── Extracted material

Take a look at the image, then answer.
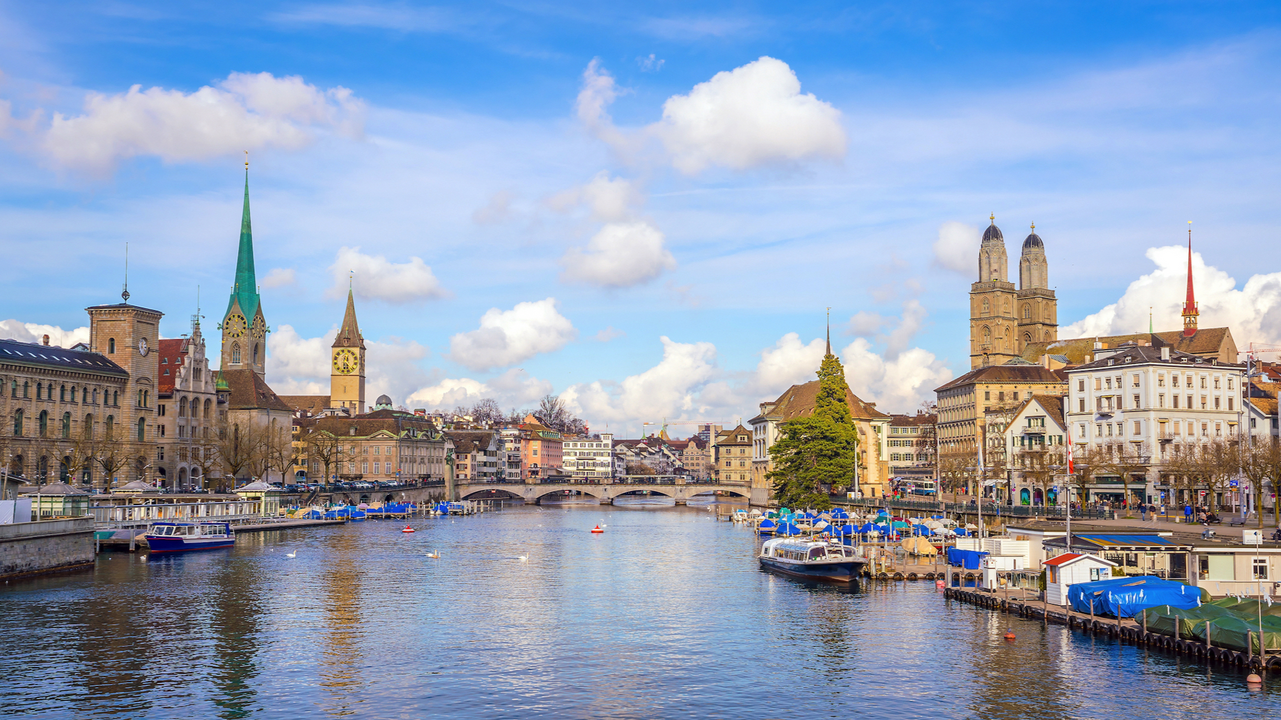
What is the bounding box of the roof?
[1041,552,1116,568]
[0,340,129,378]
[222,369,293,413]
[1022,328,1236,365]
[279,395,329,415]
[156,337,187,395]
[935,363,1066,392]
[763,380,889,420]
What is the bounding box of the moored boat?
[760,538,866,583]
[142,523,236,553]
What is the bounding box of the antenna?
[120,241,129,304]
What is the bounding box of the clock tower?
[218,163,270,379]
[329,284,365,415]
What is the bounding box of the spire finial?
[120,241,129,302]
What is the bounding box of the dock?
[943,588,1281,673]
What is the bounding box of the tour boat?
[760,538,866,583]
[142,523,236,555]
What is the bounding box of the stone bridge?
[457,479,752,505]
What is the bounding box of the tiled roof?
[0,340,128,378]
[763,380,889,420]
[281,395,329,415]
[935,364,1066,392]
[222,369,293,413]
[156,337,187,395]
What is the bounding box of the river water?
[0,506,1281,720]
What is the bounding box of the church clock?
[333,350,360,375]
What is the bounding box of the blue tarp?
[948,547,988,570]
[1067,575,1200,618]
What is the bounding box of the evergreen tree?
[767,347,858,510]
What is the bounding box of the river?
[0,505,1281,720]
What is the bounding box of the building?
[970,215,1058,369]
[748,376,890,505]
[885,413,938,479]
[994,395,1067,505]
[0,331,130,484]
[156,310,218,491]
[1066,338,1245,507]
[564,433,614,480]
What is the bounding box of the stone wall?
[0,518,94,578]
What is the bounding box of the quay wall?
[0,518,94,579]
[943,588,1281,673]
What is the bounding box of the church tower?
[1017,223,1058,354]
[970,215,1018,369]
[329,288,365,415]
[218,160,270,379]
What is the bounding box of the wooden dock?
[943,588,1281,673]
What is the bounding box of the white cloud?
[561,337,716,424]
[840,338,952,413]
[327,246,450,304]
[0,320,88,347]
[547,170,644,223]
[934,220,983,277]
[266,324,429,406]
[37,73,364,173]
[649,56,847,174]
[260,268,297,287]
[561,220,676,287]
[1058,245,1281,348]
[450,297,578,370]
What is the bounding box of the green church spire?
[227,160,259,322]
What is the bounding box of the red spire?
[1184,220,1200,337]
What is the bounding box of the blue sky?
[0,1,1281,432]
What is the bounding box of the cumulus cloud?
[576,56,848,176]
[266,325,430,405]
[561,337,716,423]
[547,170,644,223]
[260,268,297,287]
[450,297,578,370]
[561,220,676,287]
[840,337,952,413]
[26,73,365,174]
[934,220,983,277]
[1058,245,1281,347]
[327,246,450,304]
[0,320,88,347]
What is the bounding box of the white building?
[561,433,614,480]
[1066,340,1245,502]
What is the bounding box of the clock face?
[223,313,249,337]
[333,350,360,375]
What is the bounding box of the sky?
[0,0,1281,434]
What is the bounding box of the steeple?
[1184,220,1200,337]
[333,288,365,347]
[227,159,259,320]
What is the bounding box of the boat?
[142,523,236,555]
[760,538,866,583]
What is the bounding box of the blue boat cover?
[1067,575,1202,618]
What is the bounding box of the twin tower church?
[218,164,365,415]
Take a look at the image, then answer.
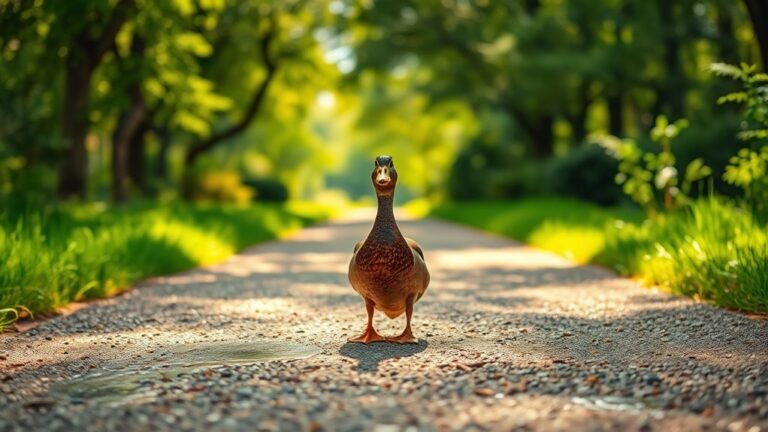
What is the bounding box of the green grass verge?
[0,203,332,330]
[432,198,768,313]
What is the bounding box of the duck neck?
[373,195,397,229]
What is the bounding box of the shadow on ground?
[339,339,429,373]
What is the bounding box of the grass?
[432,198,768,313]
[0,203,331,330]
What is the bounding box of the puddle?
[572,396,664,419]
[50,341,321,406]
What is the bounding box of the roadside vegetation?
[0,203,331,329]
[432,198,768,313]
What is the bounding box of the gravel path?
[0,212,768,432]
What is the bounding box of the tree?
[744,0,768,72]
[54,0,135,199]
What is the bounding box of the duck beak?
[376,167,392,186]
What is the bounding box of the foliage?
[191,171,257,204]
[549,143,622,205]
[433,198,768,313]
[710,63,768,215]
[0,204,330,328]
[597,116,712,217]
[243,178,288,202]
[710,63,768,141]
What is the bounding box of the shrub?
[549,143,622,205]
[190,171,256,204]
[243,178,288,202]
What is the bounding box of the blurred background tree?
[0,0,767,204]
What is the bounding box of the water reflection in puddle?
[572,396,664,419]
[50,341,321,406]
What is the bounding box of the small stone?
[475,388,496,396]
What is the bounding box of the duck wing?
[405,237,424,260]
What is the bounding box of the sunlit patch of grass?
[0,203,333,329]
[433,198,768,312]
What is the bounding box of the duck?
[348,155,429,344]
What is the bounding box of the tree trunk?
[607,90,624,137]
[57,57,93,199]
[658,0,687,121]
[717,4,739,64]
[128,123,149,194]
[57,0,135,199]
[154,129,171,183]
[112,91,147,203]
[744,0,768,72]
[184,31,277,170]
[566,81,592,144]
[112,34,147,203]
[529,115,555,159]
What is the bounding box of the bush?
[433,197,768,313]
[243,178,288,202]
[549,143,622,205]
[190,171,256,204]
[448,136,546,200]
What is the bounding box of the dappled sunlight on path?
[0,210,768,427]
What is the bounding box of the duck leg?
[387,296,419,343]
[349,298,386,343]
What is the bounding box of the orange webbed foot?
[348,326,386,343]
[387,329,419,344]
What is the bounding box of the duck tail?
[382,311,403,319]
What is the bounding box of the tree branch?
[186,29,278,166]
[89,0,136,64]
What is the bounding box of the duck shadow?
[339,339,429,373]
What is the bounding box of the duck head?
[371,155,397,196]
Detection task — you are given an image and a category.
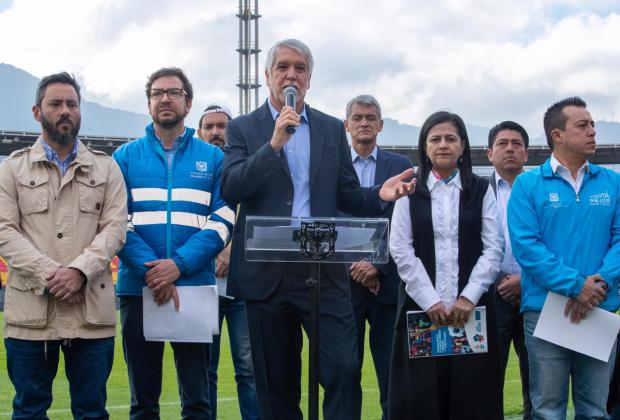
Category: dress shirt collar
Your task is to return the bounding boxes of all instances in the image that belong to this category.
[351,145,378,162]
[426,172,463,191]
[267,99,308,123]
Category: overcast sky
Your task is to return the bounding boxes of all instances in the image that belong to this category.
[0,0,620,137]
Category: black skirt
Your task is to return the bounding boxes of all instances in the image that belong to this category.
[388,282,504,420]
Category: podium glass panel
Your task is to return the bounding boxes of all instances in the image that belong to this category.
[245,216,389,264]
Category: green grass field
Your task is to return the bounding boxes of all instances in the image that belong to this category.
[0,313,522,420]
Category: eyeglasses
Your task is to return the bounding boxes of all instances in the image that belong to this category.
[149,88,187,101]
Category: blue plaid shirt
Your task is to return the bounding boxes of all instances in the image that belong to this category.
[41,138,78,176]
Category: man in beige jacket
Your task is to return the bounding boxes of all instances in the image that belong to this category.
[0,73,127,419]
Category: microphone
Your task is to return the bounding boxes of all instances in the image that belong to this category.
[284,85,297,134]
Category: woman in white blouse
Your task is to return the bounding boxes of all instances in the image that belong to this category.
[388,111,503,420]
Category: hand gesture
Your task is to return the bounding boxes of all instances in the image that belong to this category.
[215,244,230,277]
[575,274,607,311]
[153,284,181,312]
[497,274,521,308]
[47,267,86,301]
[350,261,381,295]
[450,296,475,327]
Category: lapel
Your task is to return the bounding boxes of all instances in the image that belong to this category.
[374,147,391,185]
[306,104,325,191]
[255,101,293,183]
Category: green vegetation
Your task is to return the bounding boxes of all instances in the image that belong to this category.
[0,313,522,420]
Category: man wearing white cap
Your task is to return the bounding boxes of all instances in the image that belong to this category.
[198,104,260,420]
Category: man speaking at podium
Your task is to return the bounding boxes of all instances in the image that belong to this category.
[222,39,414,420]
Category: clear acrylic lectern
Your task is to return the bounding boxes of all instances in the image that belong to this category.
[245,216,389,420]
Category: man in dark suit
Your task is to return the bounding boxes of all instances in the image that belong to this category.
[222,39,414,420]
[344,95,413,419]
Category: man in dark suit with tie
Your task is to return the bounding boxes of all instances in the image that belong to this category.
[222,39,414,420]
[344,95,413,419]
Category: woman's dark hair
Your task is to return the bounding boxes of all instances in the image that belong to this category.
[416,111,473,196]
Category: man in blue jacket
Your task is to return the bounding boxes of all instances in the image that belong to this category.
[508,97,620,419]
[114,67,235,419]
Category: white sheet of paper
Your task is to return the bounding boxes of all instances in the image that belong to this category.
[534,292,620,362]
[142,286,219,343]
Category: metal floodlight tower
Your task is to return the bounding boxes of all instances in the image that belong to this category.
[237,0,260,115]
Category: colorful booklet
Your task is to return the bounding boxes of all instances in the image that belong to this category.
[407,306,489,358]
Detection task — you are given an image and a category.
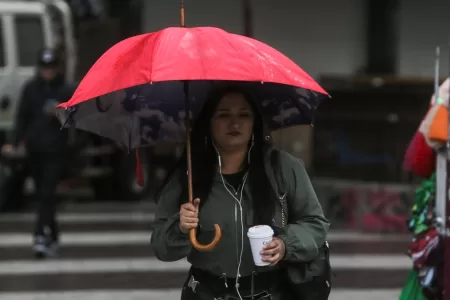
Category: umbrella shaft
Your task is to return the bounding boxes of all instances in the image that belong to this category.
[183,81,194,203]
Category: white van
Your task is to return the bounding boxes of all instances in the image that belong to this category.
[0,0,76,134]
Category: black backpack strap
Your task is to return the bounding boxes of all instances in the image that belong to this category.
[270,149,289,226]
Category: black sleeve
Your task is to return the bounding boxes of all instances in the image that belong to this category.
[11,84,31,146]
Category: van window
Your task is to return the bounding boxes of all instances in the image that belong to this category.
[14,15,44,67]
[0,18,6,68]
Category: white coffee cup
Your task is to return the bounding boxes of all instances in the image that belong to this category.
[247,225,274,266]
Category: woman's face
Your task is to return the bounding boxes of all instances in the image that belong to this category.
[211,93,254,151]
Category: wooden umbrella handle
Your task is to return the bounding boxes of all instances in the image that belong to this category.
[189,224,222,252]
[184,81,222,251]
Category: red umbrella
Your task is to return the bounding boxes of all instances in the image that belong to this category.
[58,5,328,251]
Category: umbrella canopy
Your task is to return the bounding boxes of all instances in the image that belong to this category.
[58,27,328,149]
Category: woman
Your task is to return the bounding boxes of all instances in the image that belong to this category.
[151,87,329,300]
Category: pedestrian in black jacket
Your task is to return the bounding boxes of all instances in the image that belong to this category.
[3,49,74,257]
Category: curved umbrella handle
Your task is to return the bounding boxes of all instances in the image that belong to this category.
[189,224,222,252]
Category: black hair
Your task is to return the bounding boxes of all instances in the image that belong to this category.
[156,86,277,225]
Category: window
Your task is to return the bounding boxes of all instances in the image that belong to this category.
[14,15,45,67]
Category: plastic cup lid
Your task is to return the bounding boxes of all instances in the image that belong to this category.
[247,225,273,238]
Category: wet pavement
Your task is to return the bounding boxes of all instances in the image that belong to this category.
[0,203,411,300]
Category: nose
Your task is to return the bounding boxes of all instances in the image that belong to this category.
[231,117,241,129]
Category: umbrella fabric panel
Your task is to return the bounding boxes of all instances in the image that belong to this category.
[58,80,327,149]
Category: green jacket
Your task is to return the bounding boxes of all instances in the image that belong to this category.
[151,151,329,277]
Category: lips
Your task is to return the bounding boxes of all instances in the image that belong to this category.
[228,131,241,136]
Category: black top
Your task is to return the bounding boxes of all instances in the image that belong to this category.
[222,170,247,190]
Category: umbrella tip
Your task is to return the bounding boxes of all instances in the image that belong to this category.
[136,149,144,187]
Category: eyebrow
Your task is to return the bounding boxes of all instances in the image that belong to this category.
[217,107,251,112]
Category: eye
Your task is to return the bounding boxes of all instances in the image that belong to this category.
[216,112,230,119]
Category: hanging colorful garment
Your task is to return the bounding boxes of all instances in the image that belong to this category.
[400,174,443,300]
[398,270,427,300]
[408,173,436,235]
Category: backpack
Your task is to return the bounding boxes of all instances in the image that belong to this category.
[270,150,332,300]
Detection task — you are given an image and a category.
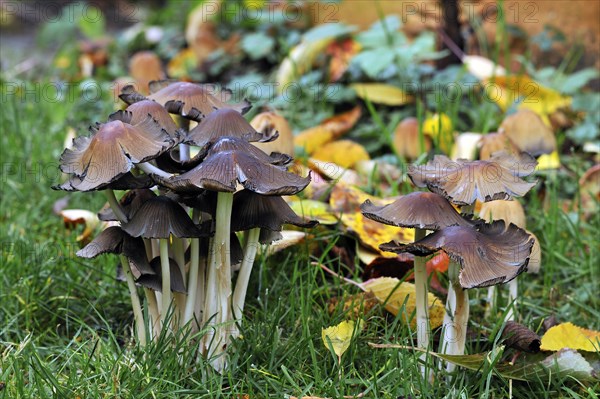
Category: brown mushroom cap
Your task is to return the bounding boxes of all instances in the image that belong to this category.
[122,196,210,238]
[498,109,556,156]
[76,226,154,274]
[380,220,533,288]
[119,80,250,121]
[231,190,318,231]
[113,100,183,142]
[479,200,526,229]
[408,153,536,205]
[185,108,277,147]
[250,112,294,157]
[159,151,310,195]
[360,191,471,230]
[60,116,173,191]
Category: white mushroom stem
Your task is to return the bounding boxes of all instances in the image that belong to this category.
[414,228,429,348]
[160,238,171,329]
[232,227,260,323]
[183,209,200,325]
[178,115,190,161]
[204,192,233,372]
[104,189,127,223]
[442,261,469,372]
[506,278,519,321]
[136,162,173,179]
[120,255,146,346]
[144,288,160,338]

────

• Stated problem:
Output the lines from the line with "Category: backpack" up to and including the line with "[270,150,332,300]", reproducing each one exactly.

• Result of this exercise:
Category: backpack
Your task is to return the bounding boxes of all instances in the image that belong to this category.
[270,150,332,300]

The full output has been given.